Excerto do texto
>>
Costa sublinhou que a conversa foi “muito simpática, muito cortês e muito construtiva”, acrescentando logo de seguida que “quanto à solução de Governo, está encontrada. É uma solução que funciona bem, tem produzido bons resultados na economia, bons resultados no emprego, bons resultados nas finanças públicas, bons resultados para o país, que está hoje calmo, tranquilo, confiante. Não há nenhuma razão para mudar nada”. Não fosse a frase suficiente para tranquilizar parceiro e ainda o fez saber através da sua conta oficial de Twitter: “Não está em causa a solução e Governo”.
Recebi hoje o novo Presidente do @ppdpsd, Dr. Rui Rio. Foi uma conversa muito construtiva. Não está em causa a solução de Governo, consolidada e que tem produzido bons resultados. Mas a par desta, há temas que requerem acordo político o mais alargado possível. pic.twitter.com/DRZbidy7Zu
— António Costa (@antoniocostapm) February 20, 2018
Além de Costa, nas fileiras do partido há também soldados que procuram acalmar os ânimos da esquerda. Ao Observador, João Galamba diz que o diálogo com o PSD de Rui Rio pode ser “complementar” mas “não concorrente” com o diálogo que se mantém com PCP e BE. Até porque o pacote da descentralização não deixará de ser feito também tendo em conta o PCP e o BE. “Haver um agenda construtiva não coloca em segundo plano ou ameaça todas as outras áreas onde há acordo”, diz Galamba, insistindo que “não há nenhuma ameaça para que eventuais entendimentos com o PSD possam fazer perigar as outras áreas privilegiadas cm o BE, PCP e PEV.”
Para o porta-voz do PS “as pessoas estão a ver a coisa ao contrário: que o que se passava com Passos Coelho era normal e que com o Rui Rio é que é a anormalidade.” Segundo João Galamba, este é “um regresso à normalidade” e acrescenta que “não faz sentido o segundo maior partido autárquico estar fora do diálogo saudável sobre a descentralização”. No entanto, traça linhas vermelhas muito semelhantes às de João Oliveira, do PCP:
Ouvindo a intervenção de Rui Rio, não parece que haja qualquer possibilidade de convergência em áreas como a Segurança Social, Saúde ou Educação”, acrescentou Galamba.
<<
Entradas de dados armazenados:
>>
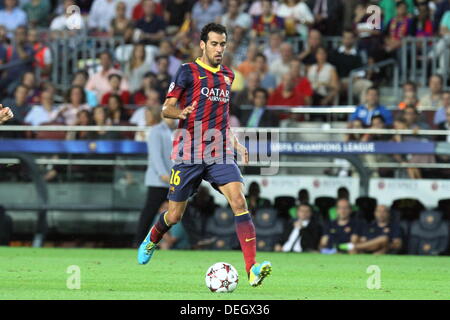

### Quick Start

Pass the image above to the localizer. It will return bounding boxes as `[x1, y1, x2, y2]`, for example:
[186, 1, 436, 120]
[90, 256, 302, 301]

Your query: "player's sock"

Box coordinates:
[234, 211, 256, 273]
[150, 211, 172, 243]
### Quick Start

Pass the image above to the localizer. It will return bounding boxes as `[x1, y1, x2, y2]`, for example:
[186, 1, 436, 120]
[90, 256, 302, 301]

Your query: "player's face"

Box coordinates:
[200, 32, 227, 67]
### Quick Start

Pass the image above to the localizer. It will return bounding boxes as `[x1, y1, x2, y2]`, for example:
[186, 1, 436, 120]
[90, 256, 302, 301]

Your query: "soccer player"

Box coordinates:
[0, 104, 14, 124]
[138, 23, 272, 286]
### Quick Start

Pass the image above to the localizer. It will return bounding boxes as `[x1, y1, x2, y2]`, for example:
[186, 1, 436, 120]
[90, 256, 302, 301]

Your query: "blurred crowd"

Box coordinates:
[0, 0, 450, 177]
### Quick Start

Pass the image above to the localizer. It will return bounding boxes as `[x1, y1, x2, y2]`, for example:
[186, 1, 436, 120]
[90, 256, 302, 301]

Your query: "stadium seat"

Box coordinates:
[408, 211, 449, 255]
[206, 208, 238, 250]
[273, 196, 295, 219]
[253, 208, 284, 251]
[314, 197, 336, 221]
[355, 197, 377, 222]
[391, 198, 425, 221]
[438, 199, 450, 220]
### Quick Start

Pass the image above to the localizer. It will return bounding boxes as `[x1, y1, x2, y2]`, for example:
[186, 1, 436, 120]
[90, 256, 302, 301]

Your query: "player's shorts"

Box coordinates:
[167, 163, 244, 202]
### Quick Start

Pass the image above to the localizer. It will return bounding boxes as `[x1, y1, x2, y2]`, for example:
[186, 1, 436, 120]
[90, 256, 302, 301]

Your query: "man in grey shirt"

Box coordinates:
[134, 107, 174, 246]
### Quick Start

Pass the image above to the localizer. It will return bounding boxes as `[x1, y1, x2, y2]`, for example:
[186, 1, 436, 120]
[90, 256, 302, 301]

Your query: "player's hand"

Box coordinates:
[236, 144, 248, 164]
[0, 104, 14, 123]
[178, 101, 197, 120]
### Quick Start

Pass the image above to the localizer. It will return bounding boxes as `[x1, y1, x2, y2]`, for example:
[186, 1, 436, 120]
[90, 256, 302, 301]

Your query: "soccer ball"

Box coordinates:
[205, 262, 239, 292]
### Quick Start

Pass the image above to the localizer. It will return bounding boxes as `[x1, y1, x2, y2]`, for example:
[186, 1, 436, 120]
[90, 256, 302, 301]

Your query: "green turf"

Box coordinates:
[0, 248, 450, 300]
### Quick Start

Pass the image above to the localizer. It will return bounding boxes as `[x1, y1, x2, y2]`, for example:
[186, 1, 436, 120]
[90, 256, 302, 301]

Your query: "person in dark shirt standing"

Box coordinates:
[340, 204, 402, 254]
[275, 203, 322, 252]
[319, 199, 360, 253]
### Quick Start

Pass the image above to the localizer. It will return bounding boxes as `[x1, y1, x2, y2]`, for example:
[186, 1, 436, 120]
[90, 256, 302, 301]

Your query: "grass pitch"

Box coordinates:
[0, 248, 450, 300]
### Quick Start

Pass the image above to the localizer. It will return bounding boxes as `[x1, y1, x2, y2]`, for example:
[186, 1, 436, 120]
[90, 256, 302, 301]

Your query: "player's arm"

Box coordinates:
[0, 104, 14, 124]
[229, 130, 249, 164]
[162, 97, 197, 120]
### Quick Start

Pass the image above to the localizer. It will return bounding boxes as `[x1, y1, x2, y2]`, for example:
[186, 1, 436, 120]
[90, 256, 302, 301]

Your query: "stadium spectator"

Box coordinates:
[25, 90, 56, 126]
[0, 26, 33, 92]
[255, 52, 277, 94]
[191, 0, 223, 31]
[298, 29, 322, 66]
[135, 0, 166, 46]
[356, 115, 391, 141]
[66, 109, 92, 140]
[352, 204, 402, 254]
[86, 106, 121, 140]
[236, 43, 258, 78]
[22, 0, 51, 28]
[229, 26, 249, 66]
[100, 73, 130, 105]
[28, 28, 53, 78]
[125, 44, 151, 93]
[164, 0, 193, 34]
[50, 86, 90, 126]
[232, 72, 261, 112]
[268, 72, 305, 120]
[150, 39, 181, 77]
[437, 105, 450, 142]
[106, 94, 129, 125]
[0, 0, 28, 32]
[133, 72, 166, 105]
[155, 55, 172, 92]
[402, 106, 430, 130]
[132, 0, 163, 21]
[275, 203, 322, 252]
[107, 1, 133, 37]
[353, 0, 382, 57]
[307, 0, 344, 36]
[308, 47, 339, 106]
[88, 0, 119, 32]
[72, 70, 98, 107]
[269, 42, 295, 84]
[263, 32, 283, 61]
[380, 0, 414, 26]
[411, 1, 434, 36]
[385, 1, 412, 52]
[276, 0, 314, 39]
[250, 0, 285, 38]
[397, 91, 419, 110]
[428, 6, 450, 75]
[85, 51, 128, 100]
[134, 107, 172, 245]
[50, 0, 86, 35]
[417, 74, 443, 111]
[241, 88, 278, 128]
[2, 84, 31, 125]
[218, 0, 252, 30]
[222, 52, 245, 93]
[130, 89, 161, 141]
[319, 199, 360, 254]
[328, 187, 358, 221]
[289, 59, 313, 106]
[433, 91, 450, 125]
[330, 29, 373, 103]
[20, 71, 41, 104]
[344, 119, 364, 142]
[350, 87, 393, 126]
[245, 181, 271, 215]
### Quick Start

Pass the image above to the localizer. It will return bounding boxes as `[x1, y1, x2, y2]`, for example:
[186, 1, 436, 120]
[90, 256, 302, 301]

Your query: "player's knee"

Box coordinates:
[230, 197, 247, 213]
[166, 213, 181, 226]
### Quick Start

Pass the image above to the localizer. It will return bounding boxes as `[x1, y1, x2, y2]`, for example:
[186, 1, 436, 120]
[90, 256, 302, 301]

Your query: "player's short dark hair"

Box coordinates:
[200, 22, 228, 43]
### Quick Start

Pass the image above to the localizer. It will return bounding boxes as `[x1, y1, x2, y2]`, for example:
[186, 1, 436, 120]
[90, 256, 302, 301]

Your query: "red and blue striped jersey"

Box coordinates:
[166, 59, 234, 163]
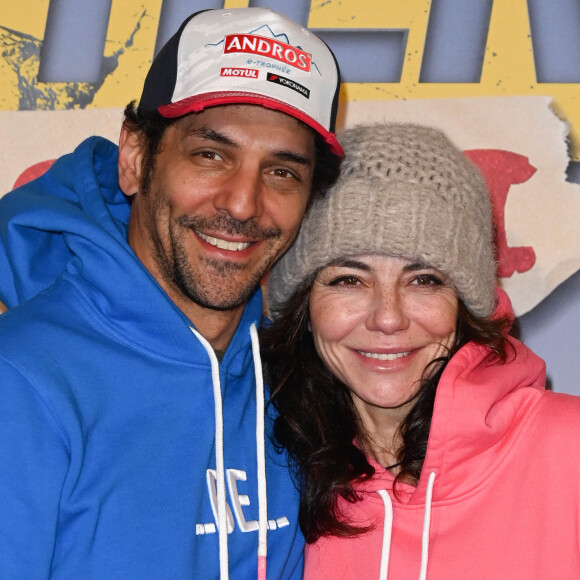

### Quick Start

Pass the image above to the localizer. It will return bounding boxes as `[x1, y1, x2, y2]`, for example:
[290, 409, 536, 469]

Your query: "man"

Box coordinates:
[0, 8, 342, 580]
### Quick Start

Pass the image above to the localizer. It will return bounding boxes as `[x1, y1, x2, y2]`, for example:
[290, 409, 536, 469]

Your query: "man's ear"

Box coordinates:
[119, 123, 143, 195]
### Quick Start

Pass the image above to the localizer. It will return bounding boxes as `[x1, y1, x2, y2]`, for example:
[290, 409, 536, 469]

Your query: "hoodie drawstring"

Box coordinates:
[190, 323, 268, 580]
[419, 471, 435, 580]
[377, 489, 393, 580]
[190, 327, 229, 580]
[250, 324, 268, 580]
[377, 471, 436, 580]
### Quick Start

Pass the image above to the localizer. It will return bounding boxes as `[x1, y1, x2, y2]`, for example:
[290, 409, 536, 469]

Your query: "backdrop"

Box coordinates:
[0, 0, 580, 394]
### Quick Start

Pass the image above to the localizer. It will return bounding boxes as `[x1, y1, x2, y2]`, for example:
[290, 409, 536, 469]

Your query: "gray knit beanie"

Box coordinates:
[268, 123, 496, 317]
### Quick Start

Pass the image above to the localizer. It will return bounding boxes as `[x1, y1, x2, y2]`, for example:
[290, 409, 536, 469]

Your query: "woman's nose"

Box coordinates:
[367, 288, 409, 334]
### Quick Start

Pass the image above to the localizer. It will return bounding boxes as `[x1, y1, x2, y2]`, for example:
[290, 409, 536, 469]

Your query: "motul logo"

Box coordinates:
[220, 67, 258, 79]
[224, 34, 312, 72]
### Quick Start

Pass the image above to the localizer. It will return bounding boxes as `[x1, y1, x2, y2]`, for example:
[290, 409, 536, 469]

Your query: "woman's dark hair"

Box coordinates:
[261, 275, 511, 542]
[124, 101, 342, 203]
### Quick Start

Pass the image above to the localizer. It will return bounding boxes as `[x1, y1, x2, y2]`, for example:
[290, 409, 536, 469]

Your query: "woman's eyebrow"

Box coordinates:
[327, 258, 372, 272]
[403, 262, 437, 272]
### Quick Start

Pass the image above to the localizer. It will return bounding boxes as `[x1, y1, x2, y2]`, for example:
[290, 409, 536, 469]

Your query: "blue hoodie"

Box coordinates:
[0, 137, 303, 580]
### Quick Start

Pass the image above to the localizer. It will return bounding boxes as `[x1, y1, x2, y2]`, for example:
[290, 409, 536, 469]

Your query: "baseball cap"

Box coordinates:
[139, 8, 343, 156]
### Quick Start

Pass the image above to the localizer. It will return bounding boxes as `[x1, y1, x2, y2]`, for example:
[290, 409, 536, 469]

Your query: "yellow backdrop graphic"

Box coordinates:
[0, 0, 580, 159]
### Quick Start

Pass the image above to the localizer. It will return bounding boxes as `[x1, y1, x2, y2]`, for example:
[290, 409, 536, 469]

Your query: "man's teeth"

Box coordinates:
[358, 350, 411, 360]
[196, 232, 251, 252]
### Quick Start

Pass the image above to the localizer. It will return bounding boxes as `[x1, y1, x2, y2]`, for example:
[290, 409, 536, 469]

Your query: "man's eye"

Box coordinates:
[272, 168, 296, 178]
[196, 151, 222, 160]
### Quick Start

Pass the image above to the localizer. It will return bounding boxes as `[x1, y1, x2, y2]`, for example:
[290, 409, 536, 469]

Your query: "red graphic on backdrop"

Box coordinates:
[14, 159, 55, 189]
[464, 149, 536, 278]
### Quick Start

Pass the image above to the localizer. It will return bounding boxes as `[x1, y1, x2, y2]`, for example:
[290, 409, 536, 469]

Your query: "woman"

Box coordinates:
[264, 124, 580, 580]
<<
O que fazer
**a.** No texto sobre a reunião entre António Costa e Rui Rio, porque afirma Costa que não há nenhuma razão para mudar a solução de Governo? Responda em uma a três frases.
**b.** Enumere todos os domínios em que, de acordo com Costa no texto sobre a reunião com Rui Rio, a solução de Governo tem produzido bons resultados.
**c.** Escreva a continuação do texto sobre a reunião entre António Costa e Rui Rio, a partir do ponto em que termina.

Respostas do exercício
**a.** Segundo Costa, a solução de Governo funciona bem e tem produzido bons resultados na economia, no emprego, nas finanças públicas e para o país. Acrescenta que o país está hoje calmo, tranquilo e confiante.

**b.**
- a economia
- o emprego
- as finanças públicas
- o país

**c.**
E à revista Visão, o líder parlamentar do PS, Carlos César, encontra outra formulação para dar segurança à esquerda, dizendo que se os resultados de 2015 se repetissem, a esquerda continuaria a ser a preferência do PS para negociar uma solução de Governo. “Não viabilizamos um Governo minoritário do PS”, disse César. “Se não viabilizámos agora, porque haveríamos de viabilizar em 2019?”. Já sobre a disponibilidade para o diálogo mostrada pelo novo líder do PSD, César quase repete o que diz João Oliveira: “O dr. Rui Rio não disse nada que o dr. Passos Coelho não pudesse ter dito. A única diferença é que há uma maior predisposição para o diálogo“. César saúda isso, mas acrescenta logo a seguir que não há nenhuma notícia sobre o conteúdo e sobre o objetivo desses diálogos”.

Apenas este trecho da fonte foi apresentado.